Supplied passage =
----

GroundingBooth: Grounding Text-to-Image Customization
Zhexiao Xiong, Wei Xiong, Jing Shi, He Zhang, Yizhi Song, Nathan Jacobs
TL;DR
GroundingBooth addresses the lack of precise spatial control in text-to-image customization by introducing a grounding module and a subject-grounded cross-attention mechanism that jointly ground foreground subjects and background objects. The framework learns grounded embeddings from prompt-layout and object-layout signals and restricts attention to target regions, enabling zero-shot, instance-level layout control while preserving subject identity. Trained on diverse, non-finetuned data but capable of multi-subject inferences, it demonstrates improved layout grounding, identity preservation, and text alignment across single-, multi-subject, and complex-layout scenarios, with ablations confirming the effectiveness of both core components. The work advances controllable image synthesis with practical impact for fine-grained content creation, reducing reliance on test-time fine-tuning and enabling scalable, layout-aware customization.

----

Records =

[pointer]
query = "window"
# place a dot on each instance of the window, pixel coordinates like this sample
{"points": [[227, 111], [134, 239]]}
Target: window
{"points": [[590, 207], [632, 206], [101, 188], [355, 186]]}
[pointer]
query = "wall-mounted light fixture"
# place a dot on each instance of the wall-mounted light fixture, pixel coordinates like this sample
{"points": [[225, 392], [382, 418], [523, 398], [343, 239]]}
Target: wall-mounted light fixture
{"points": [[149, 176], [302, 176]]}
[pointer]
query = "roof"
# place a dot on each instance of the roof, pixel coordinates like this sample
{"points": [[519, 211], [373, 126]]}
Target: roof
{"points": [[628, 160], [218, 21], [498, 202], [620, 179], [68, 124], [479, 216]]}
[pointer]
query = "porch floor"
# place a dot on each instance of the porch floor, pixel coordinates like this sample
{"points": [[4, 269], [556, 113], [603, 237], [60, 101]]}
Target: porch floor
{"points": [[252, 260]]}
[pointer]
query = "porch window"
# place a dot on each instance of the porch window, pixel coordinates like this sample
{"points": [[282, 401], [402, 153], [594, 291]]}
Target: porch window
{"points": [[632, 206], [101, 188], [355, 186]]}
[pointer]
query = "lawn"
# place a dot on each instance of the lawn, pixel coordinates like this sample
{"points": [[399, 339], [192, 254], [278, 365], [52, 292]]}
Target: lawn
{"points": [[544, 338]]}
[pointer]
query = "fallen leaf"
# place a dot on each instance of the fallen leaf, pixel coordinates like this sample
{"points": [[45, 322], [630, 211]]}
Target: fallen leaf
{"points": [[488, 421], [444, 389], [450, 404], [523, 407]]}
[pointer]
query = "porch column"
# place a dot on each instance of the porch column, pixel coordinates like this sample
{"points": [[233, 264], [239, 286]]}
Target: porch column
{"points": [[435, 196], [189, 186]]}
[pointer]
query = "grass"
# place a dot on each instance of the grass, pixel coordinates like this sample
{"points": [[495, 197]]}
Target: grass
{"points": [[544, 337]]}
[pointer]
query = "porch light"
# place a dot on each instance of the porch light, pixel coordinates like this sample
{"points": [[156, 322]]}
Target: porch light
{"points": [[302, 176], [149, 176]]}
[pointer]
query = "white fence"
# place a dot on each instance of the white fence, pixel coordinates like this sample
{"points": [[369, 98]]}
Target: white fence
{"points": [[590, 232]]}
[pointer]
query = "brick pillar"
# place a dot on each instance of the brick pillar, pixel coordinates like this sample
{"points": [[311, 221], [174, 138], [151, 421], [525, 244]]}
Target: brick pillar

----

Exercise set =
**1)** In the GroundingBooth summary, what two kinds of signals does the framework learn grounded embeddings from?
**2)** Pick out every line in the records that contains the string "leaf" and copy each one.

Answers given =
**1)** Prompt-layout and object-layout signals.

**2)**
query = "fallen leaf"
# place a dot on each instance of the fallen leaf, pixel coordinates like this sample
Target: fallen leaf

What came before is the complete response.